QUOTED PASSAGE
The "Facebook Stole Christmas" debacle

Having blogged in a way that might have been interpreted as enthusiastic (it came out less cautious than I had intended) about facebook’s social ads system when it was first announced it seems only appropriate to wade into the furore surrounding the actual implementation.

It seems facebook have caused a considerable amount of upset with the way they implemented their system. Technically it’s very interesting, using some clever javascript tricks (as I link blogged last night) to report your activity on various sites back to facebook. But practically it’s far less impressive as you’ll have to really keep on your toes to even notice what is being reported, and there’s no easy way to opt out of having your activity on participating websites reported to your facebook network.

As covered over at Read/Write Web, that’s upset some people so much that headlines like “Facebook Ruined Christmas” have been doing the rounds and MoveOn.org have launched a petition calling for facebook to change the behaviour. I very much support MoveOn’s action; it’s remarkable that facebook and participating sites aren’t offering users a simple and impossible to miss opt-out, and really each and every notification should require your explicit consent. Facebook’s own privacy page (only accessible with a facebook login) states:

Show your friends what you like and what you’re up to outside of Facebook. When you take actions on the sites listed below, you can choose to have those actions sent to your profile.

Please note that these settings only affect notifications on Facebook. You will still be notified on affiliate websites when they send stories to Facebook. You will be able to decline individual stories at that time.

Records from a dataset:

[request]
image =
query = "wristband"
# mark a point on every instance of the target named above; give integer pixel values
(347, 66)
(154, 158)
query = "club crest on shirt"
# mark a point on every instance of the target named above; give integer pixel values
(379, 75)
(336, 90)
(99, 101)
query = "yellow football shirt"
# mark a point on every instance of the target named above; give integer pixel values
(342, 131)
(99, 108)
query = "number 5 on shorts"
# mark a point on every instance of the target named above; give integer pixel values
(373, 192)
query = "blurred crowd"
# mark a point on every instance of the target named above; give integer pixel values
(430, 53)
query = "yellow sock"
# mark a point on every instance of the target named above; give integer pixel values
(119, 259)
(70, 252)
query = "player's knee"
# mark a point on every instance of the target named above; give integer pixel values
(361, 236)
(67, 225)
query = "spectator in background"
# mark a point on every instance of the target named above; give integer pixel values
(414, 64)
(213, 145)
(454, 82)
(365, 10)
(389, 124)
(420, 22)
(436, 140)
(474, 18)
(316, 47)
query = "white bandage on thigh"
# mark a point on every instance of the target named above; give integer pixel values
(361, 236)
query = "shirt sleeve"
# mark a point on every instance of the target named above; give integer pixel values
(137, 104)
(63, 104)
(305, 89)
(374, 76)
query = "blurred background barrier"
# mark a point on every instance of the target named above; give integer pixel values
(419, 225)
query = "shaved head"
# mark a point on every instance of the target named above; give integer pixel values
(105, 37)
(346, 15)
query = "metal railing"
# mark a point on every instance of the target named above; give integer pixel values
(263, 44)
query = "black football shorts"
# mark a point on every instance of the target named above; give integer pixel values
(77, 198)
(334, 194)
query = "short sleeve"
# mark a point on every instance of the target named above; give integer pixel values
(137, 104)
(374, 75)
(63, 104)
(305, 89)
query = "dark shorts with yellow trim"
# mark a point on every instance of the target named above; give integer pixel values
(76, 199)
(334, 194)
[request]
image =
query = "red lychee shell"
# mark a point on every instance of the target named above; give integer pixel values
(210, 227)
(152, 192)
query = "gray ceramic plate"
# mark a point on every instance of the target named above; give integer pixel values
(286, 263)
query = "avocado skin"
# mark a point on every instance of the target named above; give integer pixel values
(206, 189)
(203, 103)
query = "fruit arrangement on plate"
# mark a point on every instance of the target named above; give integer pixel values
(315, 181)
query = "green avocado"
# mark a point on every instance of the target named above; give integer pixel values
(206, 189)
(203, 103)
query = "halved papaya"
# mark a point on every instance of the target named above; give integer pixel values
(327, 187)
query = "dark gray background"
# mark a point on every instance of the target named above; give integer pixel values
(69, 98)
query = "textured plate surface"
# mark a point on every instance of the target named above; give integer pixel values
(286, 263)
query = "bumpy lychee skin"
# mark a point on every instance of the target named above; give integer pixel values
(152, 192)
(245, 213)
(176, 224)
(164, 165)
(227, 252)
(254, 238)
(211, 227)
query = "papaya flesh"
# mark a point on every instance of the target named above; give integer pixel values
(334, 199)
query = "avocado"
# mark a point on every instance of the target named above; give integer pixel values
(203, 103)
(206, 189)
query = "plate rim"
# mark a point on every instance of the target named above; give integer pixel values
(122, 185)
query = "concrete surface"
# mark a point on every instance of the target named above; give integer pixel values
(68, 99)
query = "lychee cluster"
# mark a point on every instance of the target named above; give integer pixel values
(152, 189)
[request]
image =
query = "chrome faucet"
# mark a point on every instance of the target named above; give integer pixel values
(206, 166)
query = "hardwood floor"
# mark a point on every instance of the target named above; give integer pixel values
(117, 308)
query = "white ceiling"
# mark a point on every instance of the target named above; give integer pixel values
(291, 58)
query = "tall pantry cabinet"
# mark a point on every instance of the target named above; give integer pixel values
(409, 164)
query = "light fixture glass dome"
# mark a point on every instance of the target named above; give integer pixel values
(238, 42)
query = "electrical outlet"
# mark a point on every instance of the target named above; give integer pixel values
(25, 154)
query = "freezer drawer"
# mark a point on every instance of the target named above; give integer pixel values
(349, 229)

STATED EXERCISE A
Repeat word for word the part of the blog post about Facebook's social ads from "It seems facebook" to "your facebook network.".
STATED EXERCISE B
Mark each statement yes or no according to the blog post about Facebook's social ads, quoting the words that decide it: (i) The writer supports MoveOn's action. (ii) Facebook's privacy page can be viewed without a Facebook login. (iii) There is an easy way to opt out of having activity on participating websites reported to your Facebook network.

FINAL ANSWER A
It seems facebook have caused a considerable amount of upset with the way they implemented their system. Technically it’s very interesting, using some clever javascript tricks (as I link blogged last night) to report your activity on various sites back to facebook. But practically it’s far less impressive as you’ll have to really keep on your toes to even notice what is being reported, and there’s no easy way to opt out of having your activity on participating websites reported to your facebook network.

FINAL ANSWER B
(i) Yes: "I very much support MoveOn’s action"
(ii) No: "only accessible with a facebook login"
(iii) No: "there’s no easy way to opt out of having your activity on participating websites reported to your facebook network"